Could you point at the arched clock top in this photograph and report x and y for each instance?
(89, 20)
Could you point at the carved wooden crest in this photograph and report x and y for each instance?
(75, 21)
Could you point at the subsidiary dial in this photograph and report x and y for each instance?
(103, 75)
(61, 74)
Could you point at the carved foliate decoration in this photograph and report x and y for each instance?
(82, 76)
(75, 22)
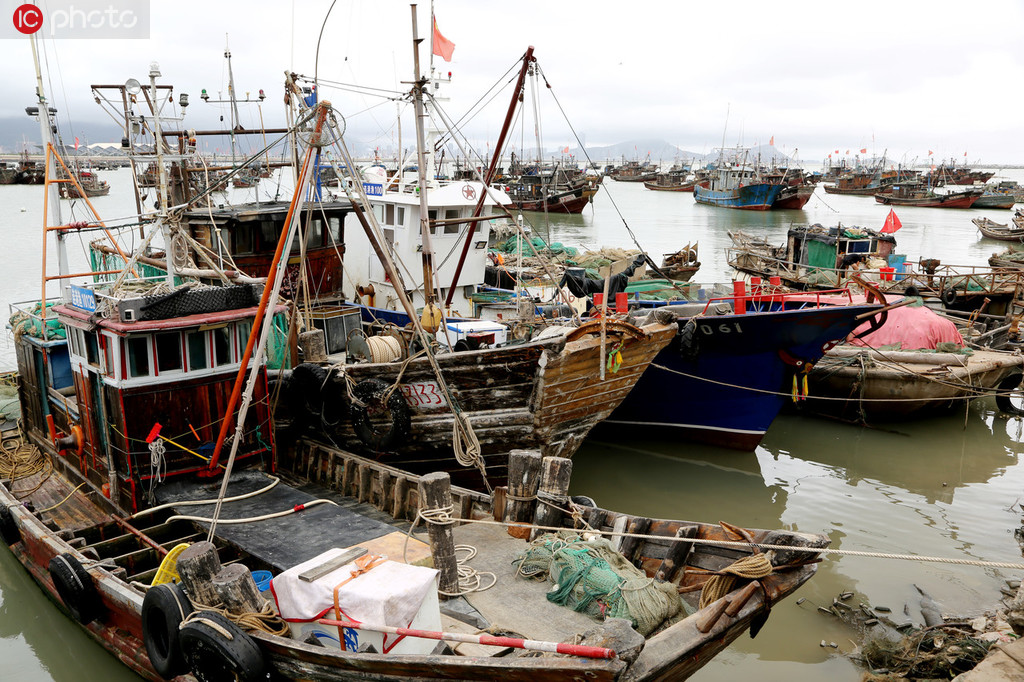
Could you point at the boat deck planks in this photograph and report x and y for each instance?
(285, 541)
(536, 617)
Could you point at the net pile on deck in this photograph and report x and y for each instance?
(592, 578)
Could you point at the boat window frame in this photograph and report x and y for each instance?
(159, 355)
(131, 353)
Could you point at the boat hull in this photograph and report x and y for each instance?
(757, 197)
(729, 392)
(899, 385)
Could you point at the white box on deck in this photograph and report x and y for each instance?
(390, 593)
(459, 331)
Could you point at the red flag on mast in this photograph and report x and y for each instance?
(442, 46)
(892, 223)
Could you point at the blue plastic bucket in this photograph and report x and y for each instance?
(262, 580)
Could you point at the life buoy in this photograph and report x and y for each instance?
(372, 391)
(8, 526)
(1009, 398)
(76, 588)
(164, 608)
(212, 656)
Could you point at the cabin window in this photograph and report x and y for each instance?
(452, 214)
(169, 352)
(268, 235)
(196, 343)
(244, 329)
(243, 240)
(314, 233)
(221, 345)
(109, 343)
(138, 355)
(91, 348)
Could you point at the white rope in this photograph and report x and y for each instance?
(740, 544)
(469, 579)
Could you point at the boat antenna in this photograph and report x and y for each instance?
(432, 317)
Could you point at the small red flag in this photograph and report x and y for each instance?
(154, 432)
(892, 223)
(442, 46)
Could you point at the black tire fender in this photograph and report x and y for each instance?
(76, 588)
(304, 388)
(689, 340)
(164, 608)
(1006, 388)
(212, 656)
(948, 296)
(8, 526)
(371, 391)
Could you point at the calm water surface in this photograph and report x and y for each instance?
(945, 487)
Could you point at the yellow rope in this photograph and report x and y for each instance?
(754, 567)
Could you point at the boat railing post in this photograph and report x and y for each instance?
(524, 480)
(552, 497)
(436, 509)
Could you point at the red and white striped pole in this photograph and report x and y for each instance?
(488, 640)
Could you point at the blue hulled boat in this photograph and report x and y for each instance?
(725, 376)
(737, 186)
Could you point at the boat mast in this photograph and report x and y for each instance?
(431, 317)
(46, 133)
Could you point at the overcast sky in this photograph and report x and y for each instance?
(902, 77)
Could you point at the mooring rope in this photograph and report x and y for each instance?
(763, 546)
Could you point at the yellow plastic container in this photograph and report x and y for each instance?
(168, 571)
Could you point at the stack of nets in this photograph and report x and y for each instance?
(592, 578)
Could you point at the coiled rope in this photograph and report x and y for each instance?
(469, 579)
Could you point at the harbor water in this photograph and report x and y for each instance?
(948, 487)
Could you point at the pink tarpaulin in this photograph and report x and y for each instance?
(912, 328)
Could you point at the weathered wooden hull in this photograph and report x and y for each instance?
(957, 200)
(794, 198)
(83, 525)
(994, 230)
(859, 384)
(757, 197)
(545, 394)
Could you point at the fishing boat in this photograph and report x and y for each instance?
(87, 184)
(794, 197)
(120, 411)
(915, 195)
(994, 200)
(914, 365)
(683, 264)
(995, 230)
(737, 186)
(736, 360)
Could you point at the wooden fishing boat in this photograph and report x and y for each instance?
(86, 183)
(103, 565)
(910, 195)
(932, 374)
(995, 230)
(737, 187)
(794, 197)
(994, 200)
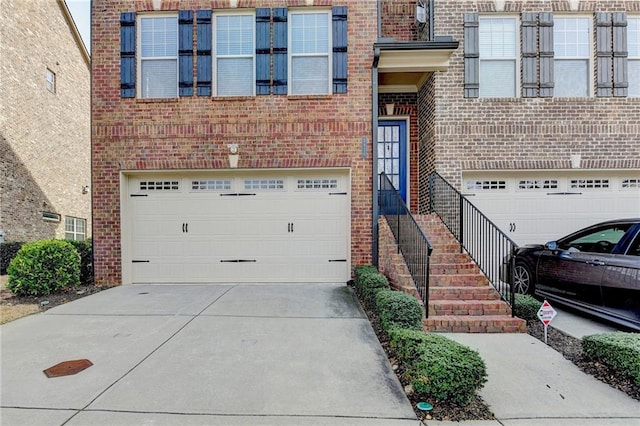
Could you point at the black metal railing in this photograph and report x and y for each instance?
(411, 241)
(487, 245)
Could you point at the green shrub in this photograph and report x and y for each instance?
(399, 310)
(369, 284)
(44, 267)
(620, 351)
(438, 367)
(85, 249)
(526, 307)
(7, 252)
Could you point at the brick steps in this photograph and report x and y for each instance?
(461, 299)
(463, 293)
(474, 324)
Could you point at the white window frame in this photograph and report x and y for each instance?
(291, 56)
(215, 56)
(633, 48)
(75, 234)
(588, 57)
(139, 59)
(515, 59)
(50, 77)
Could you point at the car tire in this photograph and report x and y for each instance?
(523, 279)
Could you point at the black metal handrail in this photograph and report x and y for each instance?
(411, 241)
(487, 245)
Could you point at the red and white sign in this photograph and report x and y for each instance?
(546, 313)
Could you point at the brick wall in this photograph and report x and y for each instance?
(190, 133)
(44, 136)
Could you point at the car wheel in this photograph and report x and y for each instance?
(522, 279)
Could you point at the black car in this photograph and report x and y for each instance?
(596, 270)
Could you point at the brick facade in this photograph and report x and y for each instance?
(459, 134)
(44, 136)
(192, 133)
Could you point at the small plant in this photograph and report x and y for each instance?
(44, 267)
(399, 310)
(438, 367)
(620, 351)
(526, 307)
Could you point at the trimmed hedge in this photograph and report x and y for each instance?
(44, 267)
(620, 351)
(369, 282)
(399, 310)
(7, 253)
(438, 367)
(85, 249)
(526, 307)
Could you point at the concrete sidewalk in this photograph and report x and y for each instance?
(202, 355)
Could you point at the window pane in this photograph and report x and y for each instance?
(633, 37)
(571, 78)
(159, 37)
(234, 35)
(310, 75)
(571, 38)
(634, 77)
(497, 79)
(497, 37)
(310, 33)
(159, 79)
(235, 77)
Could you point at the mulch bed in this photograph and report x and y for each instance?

### Do this:
Go back to the records above and write them out exactly, without the pictures.

### Exercise solution:
Could you point at the arched clock top in this photograph and report x and y for each instance?
(89, 20)
Could you point at the carved wooden crest in this photograph and report x and y for each instance?
(75, 21)
Could you point at the subsidiary dial in this photograph and report x and y for each instance?
(103, 75)
(61, 74)
Could you point at the carved foliate decoration in this photograph and report x and y for each instance?
(82, 76)
(75, 22)
Could you point at the boat deck planks in this photograph and report x and y for each instance?
(285, 541)
(536, 617)
Could you point at the net pile on deck in this photograph and report x and y for each instance?
(592, 578)
Could you point at the boat window frame in this photograph and report x and y for each instance?
(159, 355)
(131, 353)
Could you point at the boat hull in this photograph and report x and y for each instance?
(757, 197)
(729, 392)
(899, 385)
Could you point at the white box on deck in this photograph and report x and y for each instance?
(390, 593)
(459, 331)
Could you point at the red flag on mast in this photograph and report x and y for each instance?
(442, 46)
(892, 223)
Could you point at the blue plastic bucket in this photograph and report x and y for each instance?
(262, 580)
Could you point at the life buoy in this photograph and report x and y for each instance?
(372, 391)
(8, 526)
(1009, 398)
(76, 588)
(164, 608)
(212, 656)
Could you point at the cabin window in this photograph and report x and y for each instance?
(452, 214)
(169, 352)
(268, 235)
(196, 343)
(244, 329)
(243, 240)
(314, 233)
(221, 345)
(109, 343)
(138, 355)
(91, 348)
Could you point at the white rope in this photograph and report x and y for each instance?
(740, 544)
(469, 579)
Could you point at the boat antenna in this photograph and report x and y for each instance?
(432, 317)
Could you point at the small red flag in this photograph and report x and y for each instance?
(154, 432)
(892, 223)
(442, 46)
Could you point at the black tire fender in this photograph and report x and y for each instance?
(76, 588)
(304, 388)
(689, 340)
(164, 608)
(1006, 388)
(212, 656)
(948, 296)
(8, 526)
(371, 391)
Could you point at the calm water surface in this photograph and report x and y for each instance?
(945, 487)
Could you point at the yellow rope in this photograph and report x and y for each instance?
(754, 567)
Could you point at the boat railing post in this photograph and report x and y for each instance?
(524, 480)
(552, 497)
(436, 509)
Could you point at the red and white striped pole in this photograph and report x and y for each instance?
(488, 640)
Could you point at the blue hulled boat in this photograph and report x and y for each instance?
(725, 376)
(737, 186)
Could you point at the boat mast in this photograph and report x and y for each instance?
(431, 317)
(46, 133)
Could you point at the overcast sky in this photograph and report x and y for each instance?
(902, 77)
Could you point at the mooring rope in this photograph and report x and y for each instance?
(763, 546)
Could you point at the yellow plastic container in this photograph and report x and y for each instance?
(168, 571)
Could you point at the stack of nets in this photograph and report x and y for each instance?
(592, 578)
Could you point at the coiled rope in this photograph and report x and y for each instance?
(469, 579)
Could you point at the harbor water in this photograph and report x and y for each instance?
(948, 487)
Could you point at the pink tarpaulin in this photograph and report x and y for each instance?
(912, 328)
Could you point at the weathered wooden hull in this photograph and report x and y for each instance?
(957, 200)
(794, 198)
(83, 525)
(994, 230)
(859, 384)
(757, 197)
(545, 394)
Could you point at the fishing boat in this photograph and report x and y for each instance?
(87, 184)
(794, 197)
(120, 411)
(915, 195)
(994, 200)
(914, 365)
(683, 264)
(995, 230)
(737, 186)
(736, 360)
Could you point at the wooden fishing boat in this photograph and report x and y for each instance?
(86, 183)
(103, 565)
(910, 195)
(932, 374)
(995, 230)
(737, 187)
(794, 197)
(994, 200)
Could you point at the black metal railing in this photograph and report x and y for each instance?
(411, 241)
(487, 245)
Could you point at the green shrub in this photograph and report x and y for each instance?
(399, 310)
(369, 284)
(44, 267)
(620, 351)
(438, 367)
(85, 249)
(526, 307)
(7, 252)
Could you point at the brick steps in this photograph and report x and y for each instance?
(461, 299)
(463, 293)
(474, 324)
Could you point at the white window frame in this photograph and report x and y for each instance?
(291, 56)
(215, 56)
(633, 48)
(75, 234)
(588, 57)
(139, 59)
(515, 59)
(50, 77)
Could you point at the car tire in this photograph and report x and y for each instance?
(523, 279)
Could you point at the black metal handrail in this photograph and report x and y for each instance?
(411, 241)
(487, 245)
Could you point at the red and white sign in this photograph and report x and y for each instance?
(546, 313)
Could you point at the brick wall in this photograph and report x and y for each instance?
(190, 133)
(44, 136)
Could you point at the car wheel in this photograph and report x and y for each instance?
(522, 279)
Could you point at the black car in this photograph and report x and y for each instance?
(596, 270)
Could you point at the brick facade in this photograph and report x and y for each instance?
(459, 134)
(44, 136)
(192, 133)
Could you point at the small plant in this photograph and report x and y for each instance?
(44, 267)
(399, 310)
(438, 367)
(620, 351)
(526, 307)
Could you point at the trimmed hedge in this photograph and report x and y for each instance?
(44, 267)
(620, 351)
(369, 282)
(399, 310)
(7, 253)
(438, 367)
(85, 249)
(526, 307)
Could you point at the concrete sidewalk in this photograph and report x and y for each instance?
(202, 355)
Could you point at the window pane in this photograph and report x and y for each instance?
(633, 37)
(571, 78)
(159, 37)
(234, 35)
(310, 75)
(571, 38)
(634, 77)
(497, 79)
(497, 37)
(310, 33)
(159, 79)
(235, 77)
Could you point at the mulch bed in this photograph and report x and y for each instance?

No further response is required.